Task instructions =
1) List every band, song, and soundtrack that the interview below names as inspiration for writing the sex scenes.
2) Transcribe the interview below from "Q: With three" up to and including "Q:  Any vices?".
3) In the interview below, what is the interviewee's favorite piece of Titanic memorabilia?

Document text =

BEGIN

Q: With three children, how do you find the time to write? 

A: I have no idea, but it probably accounts for why I’m so tired!  No, when my husband isn’t working, he looks after the kids while mummy writes.  And of course, there is always evening time.  I can get all three in bed by 7:00pm with no fuss.  My husband, on the other hand, and with a lot of fuss, allows them to stay up until 8:30pm. 

 

Q: What inspires you to write the sex scenes? 

A: Usually Def Leppard!  Or Bon Jovi.  Alice Cooper’s ‘Poison’.  The soundtrack to ‘Trueblood’.  Any music really, as long as it’s loud.  

 

Q:  Any vices? 

A: Chocolate!  Oh, and that highly addictive game on Facebook called Bejeweled Blitz.  Drives my husband crazy! 

 

Q: What are your hobbies/interests? 

A: I collect all sorts of Titanic memorabilia from books, DVDs, Limited Edition prints, postcards, replica china, glassware and silverware, etc.  I have several original pieces, from newspapers from 1912 to china and silverware from the ships of the White Star Line.  My favorite piece is an original service bell from the Olympic, the Titanic’s sister ship.  At the last count, the number of books I have is over 200.  Because of the increasing size of my collection, my husband and I actually had to move to a bigger house to accommodate it all.  After the birth of my second child, we had the loft boarded out and stored most items up there.  I’m always concerned that the ceiling will collapse under the weight!

END

Provided material =
BEGIN

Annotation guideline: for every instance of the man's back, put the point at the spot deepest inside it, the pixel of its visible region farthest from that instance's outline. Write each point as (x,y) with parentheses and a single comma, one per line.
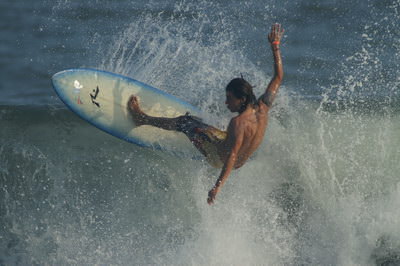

END

Exercise results =
1)
- Def Leppard
- Bon Jovi
- Alice Cooper's 'Poison'
- The soundtrack to 'Trueblood'

2)
Q: With three children, how do you find the time to write? 

A: I have no idea, but it probably accounts for why I’m so tired!  No, when my husband isn’t working, he looks after the kids while mummy writes.  And of course, there is always evening time.  I can get all three in bed by 7:00pm with no fuss.  My husband, on the other hand, and with a lot of fuss, allows them to stay up until 8:30pm. 

 

Q: What inspires you to write the sex scenes? 

A: Usually Def Leppard!  Or Bon Jovi.  Alice Cooper’s ‘Poison’.  The soundtrack to ‘Trueblood’.  Any music really, as long as it’s loud.  

 

Q:  Any vices?

3) An original service bell from the Olympic, the Titanic's sister ship.